### Task requirements
The task calls for each record to be given again exactly.

### Provided records
┌──

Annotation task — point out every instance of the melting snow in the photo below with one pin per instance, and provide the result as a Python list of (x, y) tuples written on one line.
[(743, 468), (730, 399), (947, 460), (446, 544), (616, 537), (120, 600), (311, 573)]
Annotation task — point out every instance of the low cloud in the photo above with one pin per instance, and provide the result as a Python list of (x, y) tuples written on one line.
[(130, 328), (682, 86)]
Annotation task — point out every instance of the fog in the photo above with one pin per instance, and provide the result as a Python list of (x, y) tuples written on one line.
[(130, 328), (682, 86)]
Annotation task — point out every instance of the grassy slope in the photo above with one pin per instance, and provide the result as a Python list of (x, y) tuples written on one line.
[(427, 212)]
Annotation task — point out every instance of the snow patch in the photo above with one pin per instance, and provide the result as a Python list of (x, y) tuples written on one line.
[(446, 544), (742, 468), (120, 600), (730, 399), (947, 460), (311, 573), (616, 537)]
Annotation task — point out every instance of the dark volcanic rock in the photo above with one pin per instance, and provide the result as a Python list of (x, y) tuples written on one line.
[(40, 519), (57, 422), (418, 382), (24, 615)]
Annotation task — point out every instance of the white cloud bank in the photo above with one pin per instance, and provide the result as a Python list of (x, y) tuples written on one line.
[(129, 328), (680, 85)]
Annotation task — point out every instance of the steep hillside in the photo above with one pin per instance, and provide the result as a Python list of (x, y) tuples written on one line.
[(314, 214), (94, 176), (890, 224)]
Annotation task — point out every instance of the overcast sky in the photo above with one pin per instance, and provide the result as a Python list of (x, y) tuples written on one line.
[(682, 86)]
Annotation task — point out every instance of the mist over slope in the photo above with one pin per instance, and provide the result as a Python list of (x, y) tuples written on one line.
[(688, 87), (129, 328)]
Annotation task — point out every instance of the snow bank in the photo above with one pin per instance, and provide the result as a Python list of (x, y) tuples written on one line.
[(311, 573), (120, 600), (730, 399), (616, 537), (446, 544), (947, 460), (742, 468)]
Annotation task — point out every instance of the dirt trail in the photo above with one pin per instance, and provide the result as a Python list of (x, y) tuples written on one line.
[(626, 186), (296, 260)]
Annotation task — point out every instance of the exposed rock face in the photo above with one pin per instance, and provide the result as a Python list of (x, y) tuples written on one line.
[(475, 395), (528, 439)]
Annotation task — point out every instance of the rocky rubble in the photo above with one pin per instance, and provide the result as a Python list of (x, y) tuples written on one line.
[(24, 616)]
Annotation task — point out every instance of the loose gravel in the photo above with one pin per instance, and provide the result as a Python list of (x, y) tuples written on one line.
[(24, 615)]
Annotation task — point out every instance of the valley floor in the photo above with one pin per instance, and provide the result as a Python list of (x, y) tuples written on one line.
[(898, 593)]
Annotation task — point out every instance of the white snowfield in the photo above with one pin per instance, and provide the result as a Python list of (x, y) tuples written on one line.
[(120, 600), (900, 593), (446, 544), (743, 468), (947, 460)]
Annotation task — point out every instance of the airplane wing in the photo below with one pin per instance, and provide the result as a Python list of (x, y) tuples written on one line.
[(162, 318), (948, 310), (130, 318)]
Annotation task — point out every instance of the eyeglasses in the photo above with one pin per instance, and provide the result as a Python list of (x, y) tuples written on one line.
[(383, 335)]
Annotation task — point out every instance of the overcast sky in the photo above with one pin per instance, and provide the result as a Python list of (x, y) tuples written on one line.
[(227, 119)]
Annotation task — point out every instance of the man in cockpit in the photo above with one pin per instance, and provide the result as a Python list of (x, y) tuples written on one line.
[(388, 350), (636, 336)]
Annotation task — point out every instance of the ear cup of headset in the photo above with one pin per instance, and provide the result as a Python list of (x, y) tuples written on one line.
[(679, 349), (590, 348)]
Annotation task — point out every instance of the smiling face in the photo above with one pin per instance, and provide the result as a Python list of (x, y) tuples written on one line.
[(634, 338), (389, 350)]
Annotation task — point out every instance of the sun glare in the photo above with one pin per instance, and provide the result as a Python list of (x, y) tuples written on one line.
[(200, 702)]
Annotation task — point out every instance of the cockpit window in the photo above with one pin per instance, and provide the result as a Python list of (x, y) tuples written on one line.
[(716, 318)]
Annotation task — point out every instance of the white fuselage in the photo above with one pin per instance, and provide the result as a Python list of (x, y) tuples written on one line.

└──

### Result for this task
Annotation task — point out every instance of the melting snow in the photo below with one pin per instance, and provide the result as a Python list of (x, y) tuples written on one line.
[(743, 468), (730, 399), (947, 460), (446, 544), (616, 537), (120, 600), (311, 573)]
Annotation task — point out every instance of the low cloud in the photo above with one pin per instance, and provide the result as a Python list of (x, y) tuples written on one line.
[(130, 328), (682, 86)]
Annotation task — point out every instance of the fog in the photo above with one pin per instance, and provide the result as a Python list of (x, y) tuples written on one line.
[(130, 328), (682, 86)]
Annotation task — point out every instance of the grassy slope in the photo above with one pin per instance, and provide the result as a Python list of (x, y) tuples written on one line.
[(427, 212)]
Annotation task — point out every instance of the snow patch in the photo above with one pin per instance, and provide the result as a Python list of (x, y) tuples written on one line.
[(446, 544), (742, 468), (120, 600), (730, 399), (947, 460), (311, 573), (616, 537)]
Annotation task — point out every instance of the dark volcanic rock in the photo above with one pin per instance, and provide the result as a Python list of (x, y) tuples written on one line.
[(40, 519), (57, 422), (418, 382), (24, 615)]
Annotation task — point out every instance of the white cloud bank in the photo above with one pin per instance, and provide the result as a Python list of (x, y) tuples written on one line.
[(129, 328), (680, 85)]
Annotation task — point out every instance of the steep hillside in the photo above with one pin per instance, and provide the result as a Python list of (x, y) tuples written on one line.
[(314, 214), (94, 176), (890, 224)]
Annotation task — point out every instance of the overcast sky in the photo above with one pin per instance, and provide the result as a Python list of (x, y) tuples written on one line.
[(682, 86)]
Annotation task — point out every instance of the mist over slope in the photo above with one pin per instance, and provide the result as a Python list of (x, y) tuples written on one line.
[(688, 87), (129, 328)]
Annotation task — point out every instance of the snow bank in the photo above with one pin per instance, and provide the result as a Python list of (x, y) tuples written on one line.
[(311, 573), (120, 600), (730, 399), (616, 537), (446, 544), (947, 460), (742, 468)]
Annotation task — point out every instance of the dirt trail in the photo above with one pin per instance, and provide the result as a Python list of (x, y) tuples written on one line.
[(626, 186), (296, 260)]
Annotation task — point out every instance of the exposed rock face in the photo above with one pin per instance, and provide the result as a Python list of (x, y) tuples written on one line.
[(475, 395), (528, 439)]
Annotation task — point out every instance of the rocky rubble in the photo above with one pin per instance, and provide the result as a Python list of (x, y) tuples written on one line.
[(24, 616)]
Annotation task — point out every instance of the loose gravel in the photo above with one pin per instance, and provide the result as a Python list of (x, y) tuples written on one line.
[(24, 615)]
Annotation task — point out every instance of the valley floor in the photo above with one pin per instance, and provide the result as a Python list of (x, y) tuples written on one line.
[(898, 593)]
Annotation task — point out every instance of the white snowfield in the photo above with one pin per instance, and provide the result as a Python list of (x, y) tuples written on one line.
[(120, 600), (900, 593), (446, 544), (743, 468), (947, 460)]
Annotation task — point out every instance of the airplane wing in the photo below with one pin per instance, and provide the result as a Python list of (x, y) tuples written on one line.
[(162, 318), (948, 310), (130, 318)]
Annotation task — point out every instance of the eyeglasses in the photo above with one pin per instance, and provide the result as a Python list of (x, y) tuples written on one line.
[(383, 335)]
Annotation task — point out every instance of the overcast sky in the photo above with one pin per instance, and provide the result as a Python list of (x, y) tuples written on one line.
[(227, 119)]
Annotation task — point out every instance of the man in cockpit in the photo above with one pin per instance, and provide the result as a Python list of (x, y) tuples written on one line.
[(388, 350), (636, 336)]
Annotation task — point out every instance of the ear cup of headset in the photo above with one pin per instance, and provide the result as a Python list of (x, y) tuples written on one line.
[(679, 349), (590, 348)]
Annotation task — point out every instance of the smiling face in the photo above with one pin per instance, and provide the result as a Python list of (x, y) tuples written on one line.
[(634, 338), (389, 350)]
Annotation task — point out every instance of the sun glare in the photo above with one pin per instance, and provide the result as a Python list of (x, y) tuples written on one line.
[(200, 702)]
Annotation task — point out every instance of the cockpit window in the photo above with one pin per instance, and provide the result as a Python list of (x, y) tuples written on one line.
[(716, 318)]
Annotation task — point out every instance of the white fuselage in the photo above with one pin per instance, and provide the result as a Python list of (x, y) tuples written on one line.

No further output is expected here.